● About this exercise: Exactly as written, output each of the entries below.

● Input data:
· · ·

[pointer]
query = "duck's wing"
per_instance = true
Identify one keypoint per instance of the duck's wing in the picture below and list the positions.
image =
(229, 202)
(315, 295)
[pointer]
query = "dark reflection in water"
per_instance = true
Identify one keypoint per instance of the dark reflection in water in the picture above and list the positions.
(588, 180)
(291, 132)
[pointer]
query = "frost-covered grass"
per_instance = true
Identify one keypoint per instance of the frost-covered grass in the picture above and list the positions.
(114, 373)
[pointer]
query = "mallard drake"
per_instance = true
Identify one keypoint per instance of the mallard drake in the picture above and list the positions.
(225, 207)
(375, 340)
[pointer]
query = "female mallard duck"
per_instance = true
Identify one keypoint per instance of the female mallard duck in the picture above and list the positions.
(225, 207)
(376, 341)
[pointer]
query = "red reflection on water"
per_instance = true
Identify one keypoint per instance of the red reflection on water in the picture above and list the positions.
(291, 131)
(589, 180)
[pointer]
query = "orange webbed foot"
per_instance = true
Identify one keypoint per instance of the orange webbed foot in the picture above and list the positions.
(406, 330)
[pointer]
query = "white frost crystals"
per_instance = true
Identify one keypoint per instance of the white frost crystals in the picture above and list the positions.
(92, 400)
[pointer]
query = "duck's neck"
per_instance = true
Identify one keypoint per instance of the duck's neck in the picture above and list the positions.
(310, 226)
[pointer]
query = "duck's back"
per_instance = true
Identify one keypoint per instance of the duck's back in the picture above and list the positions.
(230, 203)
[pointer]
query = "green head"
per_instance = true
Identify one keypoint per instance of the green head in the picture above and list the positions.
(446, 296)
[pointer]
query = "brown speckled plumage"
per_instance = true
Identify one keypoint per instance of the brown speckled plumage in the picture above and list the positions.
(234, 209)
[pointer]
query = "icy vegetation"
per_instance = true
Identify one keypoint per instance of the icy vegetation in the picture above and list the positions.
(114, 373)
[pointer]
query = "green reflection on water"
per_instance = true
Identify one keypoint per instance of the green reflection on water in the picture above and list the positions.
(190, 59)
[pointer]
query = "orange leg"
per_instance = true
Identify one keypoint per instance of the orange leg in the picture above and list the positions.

· · ·

● Problem solution:
[pointer]
query = "duck's wing"
per_instance = true
Identify one keypoint per instance of the duck's wing in the picture below and list the positions.
image =
(229, 202)
(315, 295)
[pointer]
query = "dark reflection in water"
per_instance = true
Identify one keypoint per instance of the dark reflection in water in the picture above and list the positions.
(588, 180)
(291, 132)
[pointer]
query = "frost-covered grass"
per_instance = true
Identify one keypoint per instance of the frost-covered grass in the picture above and list the positions.
(114, 373)
[pointer]
query = "mallard drake"
per_instance = true
Identify one keypoint per instance of the mallard drake in the picture above and list the positions.
(225, 207)
(375, 340)
[pointer]
query = "female mallard duck"
per_instance = true
Identify one keypoint per instance of the female mallard duck in the picture above and list the positions.
(225, 207)
(376, 341)
[pointer]
query = "red reflection on water"
per_instance = true
Identify one keypoint per instance of the red reflection on water in the picture above and list the positions.
(291, 131)
(589, 180)
[pointer]
query = "orange webbed foot"
per_instance = true
Identify one keypoint per instance of the orange webbed foot in the picture above and list the positions.
(406, 330)
[pointer]
query = "white frost crystals"
per_instance = true
Identify one keypoint per instance of the white frost crystals in the picture above and list the positions.
(92, 400)
[pointer]
query = "duck's neck"
per_instance = true
Identify one keypoint per instance of the duck's neck in the picture above and list the positions.
(310, 226)
[pointer]
query = "duck's back"
per_instance = true
Identify one keypoint per instance of the duck's back in the picture above and list the positions.
(230, 203)
[pointer]
query = "green head"
per_instance = true
Identify one keypoint per instance of the green head in the picture above and list the positions.
(446, 296)
[pointer]
query = "brown speckled plumage"
per_instance = true
Identify one keypoint per instance of the brown speckled plumage in the picture above and list the positions.
(234, 209)
[pointer]
query = "icy vegetation"
per_instance = true
Identify one keypoint per instance of the icy vegetation in the picture above and list the positions.
(114, 373)
[pointer]
query = "green reflection on water"
per_instance = true
Identify one keypoint per instance of the green reflection on water in the picture above and list the positions.
(190, 59)
[pointer]
query = "orange leg"
per_instance = true
Identify one keypoint per instance of the orange leg in the picture above and list the positions.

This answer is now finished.